Print each line exactly as it is given.

▶ Input records
□ □ □ □ □

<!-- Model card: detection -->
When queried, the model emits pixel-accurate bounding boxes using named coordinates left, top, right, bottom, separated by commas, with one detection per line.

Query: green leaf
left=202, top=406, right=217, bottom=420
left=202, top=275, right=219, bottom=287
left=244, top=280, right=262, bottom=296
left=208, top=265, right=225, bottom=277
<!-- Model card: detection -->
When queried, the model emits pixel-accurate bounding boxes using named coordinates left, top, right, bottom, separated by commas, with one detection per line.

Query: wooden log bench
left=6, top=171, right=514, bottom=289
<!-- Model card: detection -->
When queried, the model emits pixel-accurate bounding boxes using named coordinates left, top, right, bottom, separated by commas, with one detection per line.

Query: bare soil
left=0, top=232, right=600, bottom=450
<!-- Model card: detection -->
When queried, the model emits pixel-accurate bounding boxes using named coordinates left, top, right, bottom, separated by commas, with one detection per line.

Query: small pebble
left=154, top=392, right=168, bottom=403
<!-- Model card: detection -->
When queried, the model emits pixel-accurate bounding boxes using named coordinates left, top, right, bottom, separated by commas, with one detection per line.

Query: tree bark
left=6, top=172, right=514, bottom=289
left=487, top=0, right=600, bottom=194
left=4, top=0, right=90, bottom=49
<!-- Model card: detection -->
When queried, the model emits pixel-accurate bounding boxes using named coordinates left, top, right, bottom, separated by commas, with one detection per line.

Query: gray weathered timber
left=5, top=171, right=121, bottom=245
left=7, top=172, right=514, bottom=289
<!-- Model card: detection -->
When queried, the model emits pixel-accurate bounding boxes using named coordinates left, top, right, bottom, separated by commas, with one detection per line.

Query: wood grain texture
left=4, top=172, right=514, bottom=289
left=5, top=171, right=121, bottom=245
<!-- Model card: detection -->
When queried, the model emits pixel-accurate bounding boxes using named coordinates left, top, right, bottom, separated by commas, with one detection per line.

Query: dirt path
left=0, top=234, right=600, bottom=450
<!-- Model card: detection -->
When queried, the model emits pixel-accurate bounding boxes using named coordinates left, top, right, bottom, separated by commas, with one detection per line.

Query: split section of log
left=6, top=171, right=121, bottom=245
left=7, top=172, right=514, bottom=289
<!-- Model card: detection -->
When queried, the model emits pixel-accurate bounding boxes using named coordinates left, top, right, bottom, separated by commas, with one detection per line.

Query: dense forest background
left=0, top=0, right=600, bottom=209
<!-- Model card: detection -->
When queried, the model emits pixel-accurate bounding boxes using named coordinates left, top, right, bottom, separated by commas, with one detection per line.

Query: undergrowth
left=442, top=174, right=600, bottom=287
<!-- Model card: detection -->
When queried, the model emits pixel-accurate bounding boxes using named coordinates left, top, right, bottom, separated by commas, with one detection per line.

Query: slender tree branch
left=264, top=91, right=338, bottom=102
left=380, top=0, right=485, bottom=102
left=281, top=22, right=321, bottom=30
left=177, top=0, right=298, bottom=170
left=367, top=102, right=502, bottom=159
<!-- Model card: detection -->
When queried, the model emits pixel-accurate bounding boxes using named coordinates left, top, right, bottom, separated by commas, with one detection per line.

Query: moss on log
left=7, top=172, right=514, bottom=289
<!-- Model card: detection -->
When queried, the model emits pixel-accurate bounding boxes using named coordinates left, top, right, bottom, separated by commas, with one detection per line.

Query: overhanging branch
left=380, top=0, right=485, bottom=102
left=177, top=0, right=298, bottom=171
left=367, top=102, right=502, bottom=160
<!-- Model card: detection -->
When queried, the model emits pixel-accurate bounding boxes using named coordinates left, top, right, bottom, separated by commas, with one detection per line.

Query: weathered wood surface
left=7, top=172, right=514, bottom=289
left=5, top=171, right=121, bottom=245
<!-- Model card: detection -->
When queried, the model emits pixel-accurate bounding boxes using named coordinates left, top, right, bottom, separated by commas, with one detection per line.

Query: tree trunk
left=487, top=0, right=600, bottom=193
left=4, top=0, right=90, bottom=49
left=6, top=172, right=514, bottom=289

□ □ □ □ □

▶ Written solution
<!-- Model card: detection -->
When queried, the model emits pixel-accurate bounding boxes using named coordinates left, top, right, bottom, separated by commas, with one detection per line.

Query: green leaf
left=202, top=406, right=217, bottom=420
left=202, top=275, right=219, bottom=287
left=244, top=280, right=262, bottom=296
left=208, top=265, right=225, bottom=277
<!-- Model card: detection -->
When queried, the model emits pixel-accurate bounding boxes using named coordinates left, top, right, bottom, separated by commas, with one detection per line.

Query: wooden log bench
left=6, top=171, right=514, bottom=289
<!-- Model card: detection -->
When queried, the model emits pixel-accurate bounding boxes using named coordinates left, top, right, bottom, separated by commas, with one detection per line.

Query: bare soil
left=0, top=232, right=600, bottom=450
<!-- Model card: detection -->
When queried, the model emits pixel-accurate bounding boxes using named coordinates left, top, right, bottom, separated by commas, with one detection per line.

Query: small pebble
left=154, top=392, right=168, bottom=403
<!-- Model card: detection -->
When queried, the model emits pixel-accurate bounding boxes using named coordinates left, top, right, bottom, separated by commas, with one detection per line.

Query: tree bark
left=6, top=172, right=514, bottom=289
left=487, top=0, right=600, bottom=194
left=4, top=0, right=90, bottom=49
<!-- Model card: detection -->
When queried, the model emits pixel-accurate bounding boxes using named coordinates left, top, right, bottom, separated by commas, with one detection per line.

Query: gray weathered timber
left=5, top=171, right=121, bottom=245
left=7, top=172, right=514, bottom=289
<!-- Model card: detection -->
When queried, the model emits pixel-accurate bounding boxes using named coordinates left, top, right, bottom, separated by commas, with one detection per line.

Query: wood grain texture
left=4, top=172, right=514, bottom=289
left=5, top=171, right=121, bottom=245
<!-- Model card: detection -->
When queried, the model emits pixel-accurate bounding boxes using named coordinates left, top, right, bottom, separated by commas, with one detection per line.

Query: dirt path
left=0, top=234, right=600, bottom=450
<!-- Model card: detection -->
When queried, the model emits pixel-accurate bounding boxes using named coordinates left, top, right, bottom, separated by commas, with one detection per line.

Query: split section of log
left=6, top=171, right=121, bottom=245
left=7, top=172, right=514, bottom=289
<!-- Model card: detection -->
When queried, the model emits pixel-accurate bounding boxes using named coordinates left, top, right, bottom, separated by commas, with one detection per line.

Query: dense forest background
left=0, top=0, right=600, bottom=209
<!-- Model card: detection -->
When queried, the model emits pixel-accurate bounding boxes using named coordinates left, top, right, bottom, separated by commas, with one detection per line.

Query: undergrowth
left=442, top=174, right=600, bottom=287
<!-- Model card: detection -->
When queried, the model emits pixel-accurate bounding boxes using named coordinates left, top, right, bottom, separated by commas, with one detection per line.

Query: slender tree branch
left=264, top=91, right=338, bottom=102
left=380, top=0, right=485, bottom=102
left=281, top=22, right=321, bottom=30
left=177, top=0, right=298, bottom=170
left=367, top=102, right=502, bottom=159
<!-- Model card: detection -->
When queried, the model emits pixel-accurate bounding boxes using named coordinates left, top, right, bottom, separated by commas, with one detection per line.

Query: moss on log
left=7, top=172, right=514, bottom=289
<!-- Model card: detection -->
When queried, the model emits pixel-accurate bounding boxes using named coordinates left, top, right, bottom, separated by commas, with one detection per line.

Query: overhanging branch
left=380, top=0, right=485, bottom=102
left=177, top=0, right=298, bottom=171
left=367, top=102, right=502, bottom=160
<!-- Model card: detection -->
When queried, the model emits pixel-accurate bounding boxes using named coordinates left, top, right, bottom, separated by commas, with one detection per line.

Query: weathered wood surface
left=7, top=172, right=514, bottom=289
left=5, top=171, right=121, bottom=245
<!-- Model card: detection -->
When queried, the model emits pixel-accurate bounding boxes using named coordinates left, top, right, bottom, separated by commas, with one detection per line.

Query: tree trunk
left=487, top=0, right=600, bottom=193
left=4, top=0, right=90, bottom=49
left=6, top=172, right=514, bottom=289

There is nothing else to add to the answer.